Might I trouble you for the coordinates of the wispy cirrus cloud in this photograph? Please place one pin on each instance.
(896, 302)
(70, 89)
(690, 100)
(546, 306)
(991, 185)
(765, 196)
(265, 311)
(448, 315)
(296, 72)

——————————

=== REQUEST ===
Write out the lines above again, switching "pin" to "marker" and leaving everything else unchanged.

=== EXERCISE OUTPUT ===
Might I trouble you for the coordinates of the wispy cirrus cloud in this photograph? Please place one marker on each instance.
(896, 302)
(70, 89)
(690, 100)
(546, 306)
(991, 185)
(765, 196)
(265, 311)
(448, 315)
(296, 72)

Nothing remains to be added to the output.